# Yapılacak iş
Aşağıdaki metni iki cümleyle özetleyin.

# Metin
------------------------

Hem toplumsal olarak hem de bireysel olarak çok fazla şiddet olayına şahit oluyoruz son zamanlarda. Bireysel olaylara gelmeden önce, siyasetten ve toplumsal olaylardan başlayalım izninizle. Bu ülkede siyaset dili çok şiddet dolu. Espri hemen hemen hiç yok. Suçlama ise çok fazla. Neden böyle?
Bunun için Türkiye’nin tarihine bakmak gerekir. Şiddet, bu topraklarda siyasi süreçlerin ve kültürün ayrılmaz parçasıdır. Türkiye’nin egemen politik kültürü şiddetle yoğrulmuştur. Bırakın Osmanlı’yı, cumhuriyetin kuruluşunda ve sonraki dönemlerinde de, kanla örülmüş düğümler var. Kürtlere, Alevilere, bütün gayrimüslim azınlıklara, komünistlerden dincilere ülkedeki bütün muhaliflere devlet şiddet ve sindirme politikaları uyguladı burada. Muhalif hareketlerin önemli bir kısmı da “karşı şiddet” yöntemlerini kullandı sonuçta. Anlayacağınız, Türkiye’nin politik kültüründe şiddet var. Sol devrimci muhalefette de, dini muhalefette de, Kürt muhalefetinde de şiddetperver bir damar var. Son yıllarda barışsever damar güçleniyor olsa da, devletin neden olduğu bu şiddetperver politik kültürden sıyrılmak kolay değil.
Bizim devlet, şiddete başvuran muhalefeti mi tercih ediyor?
Tabii, uzun vadede bu tür muhalefet geleneksel devlet siyasetinin işine geliyor. Egemen Türk resmi politikası yakın zamana kadar şiddet yöntemleri kullanan Kürt muhalefetinin sıfıra inmesini hiçbir zaman istemedi. Siyasi alanı çok daraltarak, onu, şiddet yöntemleri kullanmaya itti. Çünkü ülkede silahlı bir muhalefet olduğunda, egemen devlet anlayışı, Ergenekonvari zihniyetini, yapılanmalarını ve eylemlerini sürdürmek için gereken meşru zemini buluyordu. İktidarını şiddet üreterek pekiştiriyordu.

------------------------

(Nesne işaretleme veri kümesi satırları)
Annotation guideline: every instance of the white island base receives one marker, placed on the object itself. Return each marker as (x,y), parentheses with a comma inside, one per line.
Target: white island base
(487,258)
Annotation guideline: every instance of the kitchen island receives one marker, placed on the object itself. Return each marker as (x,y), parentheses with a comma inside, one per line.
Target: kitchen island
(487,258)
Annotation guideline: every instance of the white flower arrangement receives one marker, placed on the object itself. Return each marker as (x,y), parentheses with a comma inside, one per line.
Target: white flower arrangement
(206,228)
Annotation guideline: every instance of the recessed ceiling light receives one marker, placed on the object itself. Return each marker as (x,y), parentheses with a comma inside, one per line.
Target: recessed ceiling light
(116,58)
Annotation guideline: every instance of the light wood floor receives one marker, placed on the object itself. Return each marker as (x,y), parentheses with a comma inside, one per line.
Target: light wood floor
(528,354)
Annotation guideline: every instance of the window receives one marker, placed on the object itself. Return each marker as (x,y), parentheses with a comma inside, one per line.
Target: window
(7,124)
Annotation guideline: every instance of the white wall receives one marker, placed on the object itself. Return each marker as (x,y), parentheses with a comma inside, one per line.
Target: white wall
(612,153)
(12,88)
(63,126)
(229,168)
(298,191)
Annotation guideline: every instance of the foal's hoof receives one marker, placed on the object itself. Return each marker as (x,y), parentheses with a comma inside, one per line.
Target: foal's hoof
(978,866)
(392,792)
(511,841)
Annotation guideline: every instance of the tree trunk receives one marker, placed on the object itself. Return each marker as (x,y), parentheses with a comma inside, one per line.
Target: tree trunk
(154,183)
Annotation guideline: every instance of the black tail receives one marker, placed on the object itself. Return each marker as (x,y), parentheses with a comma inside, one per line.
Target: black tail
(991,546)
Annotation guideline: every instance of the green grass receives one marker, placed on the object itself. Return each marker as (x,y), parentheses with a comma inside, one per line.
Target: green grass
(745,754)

------------------------

# Çözüm
Türkiye'de devletin Kürtlere, Alevilere, gayrimüslim azınlıklara ve bütün muhaliflere uyguladığı şiddet ve sindirme politikaları yüzünden şiddet, siyasi kültürün ayrılmaz parçası olmuştur; muhalif hareketlerin önemli bir kısmı da karşı şiddete başvurmuştur. Egemen devlet politikası, siyasi alanı daraltarak Kürt muhalefetini şiddete itmiş, silahlı muhalefetten meşru zemin bulmuş ve iktidarını şiddet üreterek pekiştirmiştir.